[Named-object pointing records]
((

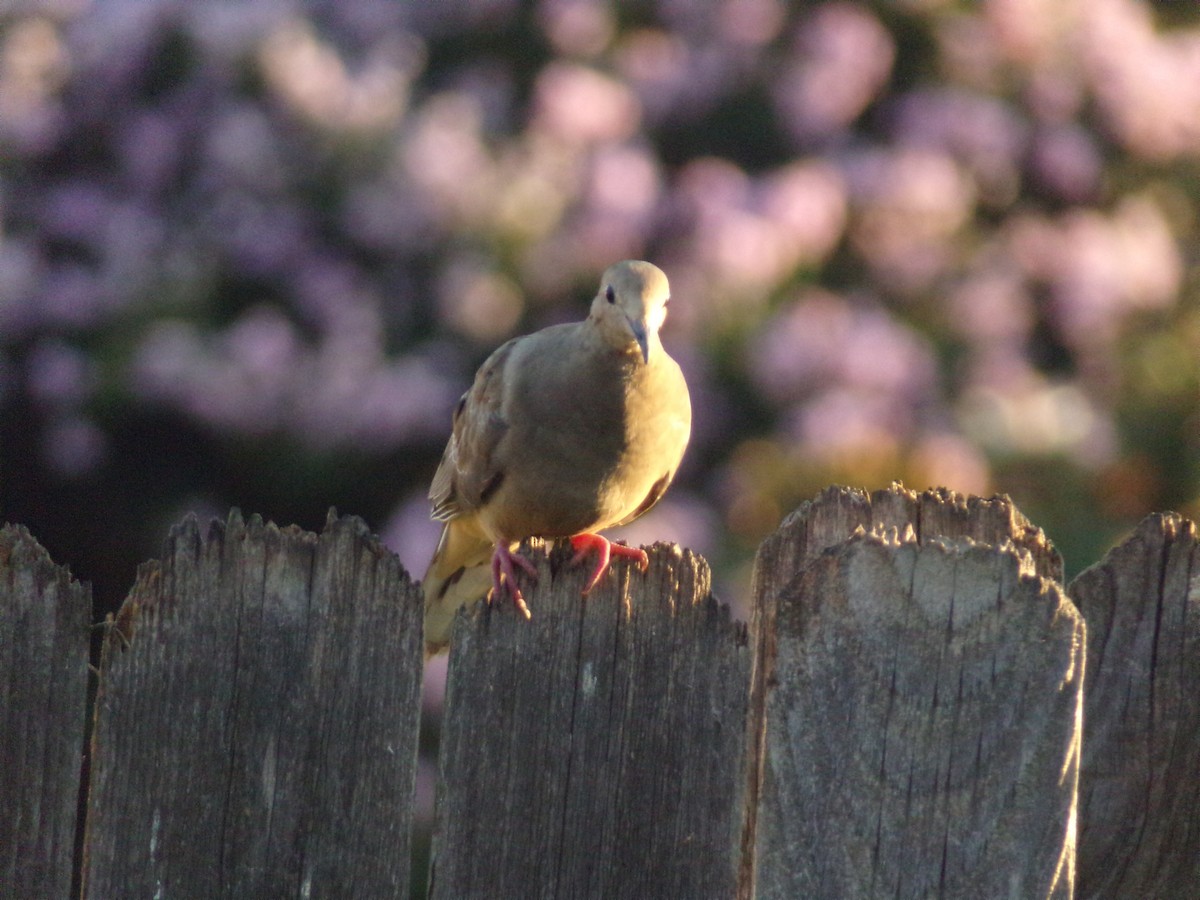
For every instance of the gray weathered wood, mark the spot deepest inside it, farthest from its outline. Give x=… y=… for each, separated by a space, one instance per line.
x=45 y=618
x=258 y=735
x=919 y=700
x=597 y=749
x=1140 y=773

))
((

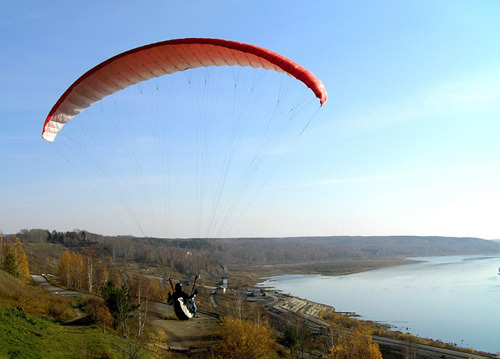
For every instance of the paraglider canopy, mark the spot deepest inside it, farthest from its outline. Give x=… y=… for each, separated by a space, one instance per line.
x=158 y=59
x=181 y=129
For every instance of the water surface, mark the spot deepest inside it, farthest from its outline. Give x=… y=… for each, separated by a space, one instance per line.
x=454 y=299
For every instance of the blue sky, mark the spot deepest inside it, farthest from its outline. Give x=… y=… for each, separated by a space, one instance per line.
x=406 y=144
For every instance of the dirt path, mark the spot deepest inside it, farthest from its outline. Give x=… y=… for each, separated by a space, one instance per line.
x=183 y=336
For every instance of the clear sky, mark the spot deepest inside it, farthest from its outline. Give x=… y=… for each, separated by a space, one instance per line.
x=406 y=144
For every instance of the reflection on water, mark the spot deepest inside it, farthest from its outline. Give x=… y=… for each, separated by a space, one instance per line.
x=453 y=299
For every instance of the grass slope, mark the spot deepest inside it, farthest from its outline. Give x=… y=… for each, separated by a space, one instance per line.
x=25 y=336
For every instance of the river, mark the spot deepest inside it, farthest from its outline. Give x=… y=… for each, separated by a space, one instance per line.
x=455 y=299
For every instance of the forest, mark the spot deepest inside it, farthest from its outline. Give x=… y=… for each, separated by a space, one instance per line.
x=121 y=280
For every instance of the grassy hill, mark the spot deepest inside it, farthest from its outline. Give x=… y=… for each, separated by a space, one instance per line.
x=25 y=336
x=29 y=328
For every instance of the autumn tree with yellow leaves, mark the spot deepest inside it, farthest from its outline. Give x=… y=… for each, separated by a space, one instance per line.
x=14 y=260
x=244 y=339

))
((

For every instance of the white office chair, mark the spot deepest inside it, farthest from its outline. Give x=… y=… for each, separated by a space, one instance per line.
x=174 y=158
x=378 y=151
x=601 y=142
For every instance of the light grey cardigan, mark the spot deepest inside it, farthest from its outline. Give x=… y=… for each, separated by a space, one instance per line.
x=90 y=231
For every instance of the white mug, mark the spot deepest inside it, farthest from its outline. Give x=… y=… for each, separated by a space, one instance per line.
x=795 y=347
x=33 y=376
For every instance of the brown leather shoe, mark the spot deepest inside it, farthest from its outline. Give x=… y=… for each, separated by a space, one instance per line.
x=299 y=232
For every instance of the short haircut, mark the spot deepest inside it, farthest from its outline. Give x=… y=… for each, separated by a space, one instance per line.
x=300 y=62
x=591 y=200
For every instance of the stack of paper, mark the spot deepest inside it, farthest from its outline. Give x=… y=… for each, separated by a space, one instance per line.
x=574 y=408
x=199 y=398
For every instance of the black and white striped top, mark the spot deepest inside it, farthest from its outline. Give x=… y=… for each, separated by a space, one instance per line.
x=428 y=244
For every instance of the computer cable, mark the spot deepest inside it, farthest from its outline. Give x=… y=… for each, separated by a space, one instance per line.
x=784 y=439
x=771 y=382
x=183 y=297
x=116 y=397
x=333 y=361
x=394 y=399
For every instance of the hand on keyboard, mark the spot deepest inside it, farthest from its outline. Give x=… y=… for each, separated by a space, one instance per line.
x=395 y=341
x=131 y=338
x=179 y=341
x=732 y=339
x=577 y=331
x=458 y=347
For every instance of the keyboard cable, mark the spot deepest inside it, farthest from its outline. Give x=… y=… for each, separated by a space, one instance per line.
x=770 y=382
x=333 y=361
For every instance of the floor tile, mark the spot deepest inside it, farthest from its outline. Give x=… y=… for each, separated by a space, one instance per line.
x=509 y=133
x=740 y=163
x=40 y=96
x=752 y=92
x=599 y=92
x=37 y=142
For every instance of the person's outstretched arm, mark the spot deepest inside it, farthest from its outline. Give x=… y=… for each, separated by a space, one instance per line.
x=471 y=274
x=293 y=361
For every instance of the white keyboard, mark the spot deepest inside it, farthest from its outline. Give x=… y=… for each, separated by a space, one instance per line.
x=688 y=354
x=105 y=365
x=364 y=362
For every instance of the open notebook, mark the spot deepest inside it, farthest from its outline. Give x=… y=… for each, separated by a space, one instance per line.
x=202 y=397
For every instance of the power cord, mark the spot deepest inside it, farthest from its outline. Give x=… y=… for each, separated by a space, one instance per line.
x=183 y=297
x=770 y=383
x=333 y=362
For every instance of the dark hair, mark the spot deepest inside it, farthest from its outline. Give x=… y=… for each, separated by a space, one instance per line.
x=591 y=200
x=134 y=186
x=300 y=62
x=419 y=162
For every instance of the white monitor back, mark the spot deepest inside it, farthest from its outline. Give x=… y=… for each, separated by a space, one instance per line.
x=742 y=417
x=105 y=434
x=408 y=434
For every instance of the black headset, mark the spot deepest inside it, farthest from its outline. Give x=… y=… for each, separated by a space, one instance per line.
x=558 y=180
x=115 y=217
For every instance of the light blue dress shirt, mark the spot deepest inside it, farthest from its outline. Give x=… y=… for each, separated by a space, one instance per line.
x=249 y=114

))

TASK DIRECTIONS: Reproduce the part of the rows that opens with the line containing "For every instance of the gray" and closes with the line containing "x=1140 y=773", request line included, shifting every x and y coordinate in the answers up by 47.

THE SOLUTION:
For every instance of the gray weathered wood, mark the spot deepest inside it, farthest from its outline. Give x=… y=… for each, separated by a space, one instance per line.
x=92 y=665
x=305 y=782
x=966 y=747
x=644 y=796
x=1187 y=820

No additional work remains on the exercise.